● Your task:
Answer these from the vervain pendant listing:
1. What does the glass vial hang on?
2. What are the roasted, ground seeds used as?
3. What does the infusion help pass?

● Page text:
□ □ □ □ □ □ □

The listing, The Vampire Diaries Inspired Real Vervain Glass Vial Pendant has ended.
This is real vervain herb sealed in a corked glass vial on a silver tone jump ring. Ready to use to ward off evil!!!
Blue Vervain is edible and medicinal. Vervain had many uses in Native American culture as food and medicine. The seed are edible when roasted and are ground into a powder and used as a piñole (an Indian flour).
The leaves and roots of Blue Vervain are a valuable alternative medicine used as an antidiarrheal, analgesic, anthelmintic, antiperiodic, astringent, diaphoretic, emetic, emmenagogue, expectorant, sedative, tonic, vermifuge, vulnerary. It is useful in intermittent fevers, ulcers, pleurisy, scrofula, gravel, easing pain in the bowels and expelling worms. A very strong infusion is emetic. As a medicinal poultice it is good in headache and rheumatism. An infusion of the plant is a good galactagogue (increases breast milk) and used for female obstructions, afterpains and taken as a female tonic.
The infusion is used to help pass kidney stones and for infections of the bladder. Used as a sudorific and taken for colds and coughs. It may prove to be useful in treating many cancers and other diseases.

□ □ □ □ □ □ □

● Supplied entries:
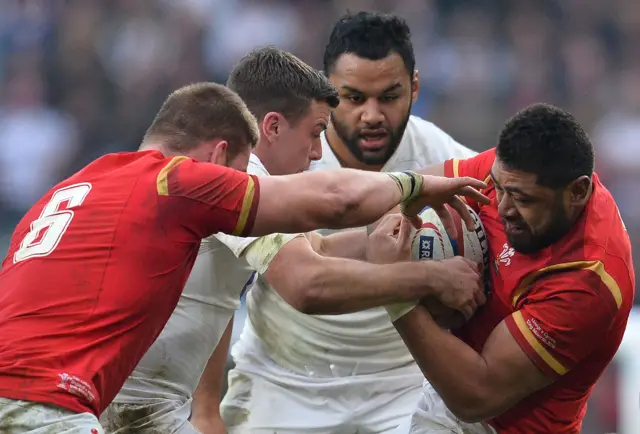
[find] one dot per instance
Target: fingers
(467, 311)
(447, 220)
(415, 221)
(462, 209)
(389, 224)
(473, 194)
(464, 181)
(405, 232)
(481, 299)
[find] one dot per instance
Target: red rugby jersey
(567, 305)
(96, 267)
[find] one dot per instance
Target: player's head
(292, 102)
(542, 175)
(205, 121)
(369, 58)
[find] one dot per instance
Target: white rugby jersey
(173, 365)
(351, 344)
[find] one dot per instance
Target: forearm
(455, 370)
(338, 286)
(333, 199)
(350, 244)
(206, 398)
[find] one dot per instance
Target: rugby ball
(432, 242)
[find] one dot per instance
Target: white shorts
(28, 417)
(167, 417)
(432, 416)
(266, 399)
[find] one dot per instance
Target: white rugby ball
(433, 242)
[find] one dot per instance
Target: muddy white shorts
(165, 416)
(432, 416)
(28, 417)
(264, 398)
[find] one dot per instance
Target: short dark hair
(370, 35)
(549, 142)
(200, 112)
(272, 80)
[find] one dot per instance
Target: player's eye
(523, 200)
(356, 99)
(389, 98)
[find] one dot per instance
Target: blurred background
(80, 78)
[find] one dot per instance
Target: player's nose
(372, 115)
(315, 153)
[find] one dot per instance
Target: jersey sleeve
(207, 198)
(258, 252)
(478, 167)
(565, 318)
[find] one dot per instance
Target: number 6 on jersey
(46, 232)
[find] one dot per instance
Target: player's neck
(344, 155)
(263, 155)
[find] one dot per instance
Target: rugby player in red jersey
(96, 267)
(563, 286)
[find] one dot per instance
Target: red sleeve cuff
(532, 347)
(249, 208)
(451, 168)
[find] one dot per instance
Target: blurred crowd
(79, 78)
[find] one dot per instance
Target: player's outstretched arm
(344, 198)
(324, 285)
(205, 414)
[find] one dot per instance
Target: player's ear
(579, 190)
(415, 86)
(271, 126)
(219, 153)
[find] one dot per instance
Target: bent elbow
(303, 292)
(340, 204)
(473, 411)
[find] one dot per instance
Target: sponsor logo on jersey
(425, 247)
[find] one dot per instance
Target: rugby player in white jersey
(349, 373)
(293, 103)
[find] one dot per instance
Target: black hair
(370, 35)
(549, 142)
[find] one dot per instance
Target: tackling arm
(323, 285)
(337, 199)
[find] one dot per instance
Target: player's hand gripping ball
(432, 242)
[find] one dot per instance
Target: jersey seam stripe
(456, 168)
(246, 207)
(115, 231)
(594, 266)
(162, 182)
(536, 345)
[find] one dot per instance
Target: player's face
(534, 216)
(297, 145)
(375, 104)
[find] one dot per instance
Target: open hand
(459, 285)
(437, 191)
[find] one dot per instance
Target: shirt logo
(425, 247)
(504, 257)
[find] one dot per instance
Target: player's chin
(377, 156)
(445, 317)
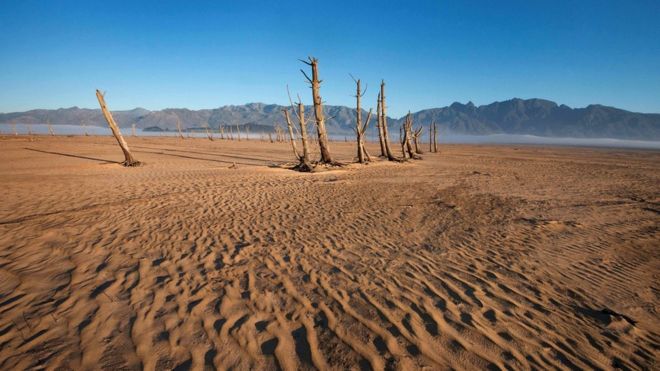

□ □ □ □ □ □ □

● Written answer:
1. A silver tone jump ring.
2. A piñole (an Indian flour).
3. Kidney stones.